INSTRUCTION
Give back the listing below word for word, every line in the same order and nothing left out or changed.

INFORMATION SHOWN
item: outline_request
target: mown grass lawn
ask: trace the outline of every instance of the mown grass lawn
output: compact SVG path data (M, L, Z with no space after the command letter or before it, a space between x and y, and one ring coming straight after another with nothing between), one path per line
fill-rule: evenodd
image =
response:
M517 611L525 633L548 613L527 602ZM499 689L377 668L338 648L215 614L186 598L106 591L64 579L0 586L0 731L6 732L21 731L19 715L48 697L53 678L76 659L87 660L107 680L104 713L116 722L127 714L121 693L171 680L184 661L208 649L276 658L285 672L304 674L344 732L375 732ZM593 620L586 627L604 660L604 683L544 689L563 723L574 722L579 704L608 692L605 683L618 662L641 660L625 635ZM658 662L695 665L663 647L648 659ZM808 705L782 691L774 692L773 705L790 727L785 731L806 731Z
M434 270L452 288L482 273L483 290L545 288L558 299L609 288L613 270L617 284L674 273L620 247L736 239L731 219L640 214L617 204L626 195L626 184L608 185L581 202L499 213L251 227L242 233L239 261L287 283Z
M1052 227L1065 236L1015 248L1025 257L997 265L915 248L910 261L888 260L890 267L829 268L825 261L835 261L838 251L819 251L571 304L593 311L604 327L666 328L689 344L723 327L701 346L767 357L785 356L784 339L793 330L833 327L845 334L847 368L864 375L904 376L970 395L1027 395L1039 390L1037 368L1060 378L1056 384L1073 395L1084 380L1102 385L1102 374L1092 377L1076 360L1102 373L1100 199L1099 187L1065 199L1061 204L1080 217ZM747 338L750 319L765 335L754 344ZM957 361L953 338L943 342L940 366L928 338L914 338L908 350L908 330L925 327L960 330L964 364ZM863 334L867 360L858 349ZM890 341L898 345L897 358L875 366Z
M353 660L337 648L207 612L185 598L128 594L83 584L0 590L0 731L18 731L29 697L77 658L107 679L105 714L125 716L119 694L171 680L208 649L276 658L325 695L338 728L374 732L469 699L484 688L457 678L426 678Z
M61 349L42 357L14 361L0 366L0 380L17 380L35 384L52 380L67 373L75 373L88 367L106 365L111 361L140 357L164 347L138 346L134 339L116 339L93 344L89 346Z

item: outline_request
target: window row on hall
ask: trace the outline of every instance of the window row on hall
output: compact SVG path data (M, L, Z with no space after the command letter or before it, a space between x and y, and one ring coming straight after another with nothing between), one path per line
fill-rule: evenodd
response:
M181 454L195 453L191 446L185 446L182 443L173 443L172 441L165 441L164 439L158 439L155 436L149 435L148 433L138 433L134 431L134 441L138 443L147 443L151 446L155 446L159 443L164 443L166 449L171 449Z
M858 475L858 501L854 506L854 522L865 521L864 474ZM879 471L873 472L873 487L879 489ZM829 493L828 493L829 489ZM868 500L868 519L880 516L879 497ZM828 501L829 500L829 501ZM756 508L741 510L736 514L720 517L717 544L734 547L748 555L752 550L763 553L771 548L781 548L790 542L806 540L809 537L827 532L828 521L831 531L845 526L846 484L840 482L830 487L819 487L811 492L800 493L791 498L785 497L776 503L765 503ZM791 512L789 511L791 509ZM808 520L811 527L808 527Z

SOLVED EXERCISE
item: outline_request
target: mown grass lawn
ask: trace the outline of every instance of the mown grass lawn
output: compact SVG path data (M, L, Z with no space after the command letter or before it, a space between x and y, and one ring coming straight after another with nothing between), one path per line
fill-rule: evenodd
image =
response:
M517 611L525 633L548 613L527 602ZM499 689L377 668L338 648L215 614L186 598L106 591L64 579L0 586L0 731L6 732L21 731L19 715L48 697L53 678L76 659L87 660L107 680L104 713L116 722L127 714L121 693L171 680L184 661L208 649L276 658L285 672L304 674L344 732L375 732ZM593 620L586 627L604 660L604 683L544 689L563 723L574 722L579 704L608 692L605 683L618 662L641 660L625 635ZM658 662L695 665L663 647L648 659ZM808 705L782 691L774 692L773 705L790 727L785 731L806 731Z
M434 270L452 288L482 273L483 290L545 288L558 299L609 288L613 270L617 284L674 273L620 247L736 239L731 219L640 214L617 204L626 195L626 184L608 185L581 202L499 213L251 227L242 233L239 261L287 283Z
M1052 227L1065 236L1015 248L1025 257L997 265L915 248L910 261L888 260L890 267L829 268L825 261L835 261L838 251L819 251L571 304L593 311L604 327L666 328L689 344L723 327L701 346L767 357L785 356L784 339L793 330L833 327L845 334L847 368L864 375L904 376L970 395L1027 395L1039 390L1037 368L1060 378L1056 384L1073 395L1084 380L1102 385L1102 374L1092 377L1076 360L1102 373L1100 199L1099 187L1065 199L1061 204L1080 217ZM747 338L750 319L765 335L754 344ZM957 361L953 338L943 342L940 366L928 338L914 338L908 350L908 330L925 327L960 330L964 364ZM863 334L867 360L858 349ZM890 341L898 345L897 358L875 366Z
M353 660L337 648L207 612L185 598L128 594L83 584L0 590L0 731L18 731L29 697L77 658L107 679L105 714L125 716L119 694L171 680L208 649L276 658L325 695L338 728L374 732L469 699L484 688L457 678L426 678Z
M61 349L42 357L14 361L0 366L0 380L17 380L35 384L52 380L67 373L75 373L88 367L106 365L111 361L140 357L164 347L138 346L134 339L116 339L93 344L89 346Z

item: outline_request
target: window row on hall
ask: trace the outline of every instance of the window row on hall
output: compact SVG path data (M, L, Z with no space after the command letter or before it, a space between x and y, and one ring coming straight after another with nothing between), one path per line
fill-rule: evenodd
response:
M181 454L195 453L191 446L185 446L182 443L173 443L172 441L165 441L164 439L158 439L155 436L149 435L148 433L138 433L134 431L134 441L138 443L147 443L151 446L155 446L159 443L164 443L166 449L171 449Z
M858 475L858 501L854 506L854 522L865 521L864 474ZM879 471L873 472L873 487L879 489ZM829 493L828 493L829 489ZM868 500L868 519L880 516L879 497ZM828 501L829 500L829 501ZM756 508L741 510L736 514L720 517L717 544L734 547L748 555L752 550L763 553L771 548L781 548L790 542L806 540L809 537L827 532L828 521L831 531L845 526L846 484L840 482L830 487L819 487L811 492L800 493L791 498L785 497L776 503L765 503ZM791 512L789 511L791 509ZM808 520L811 527L808 527Z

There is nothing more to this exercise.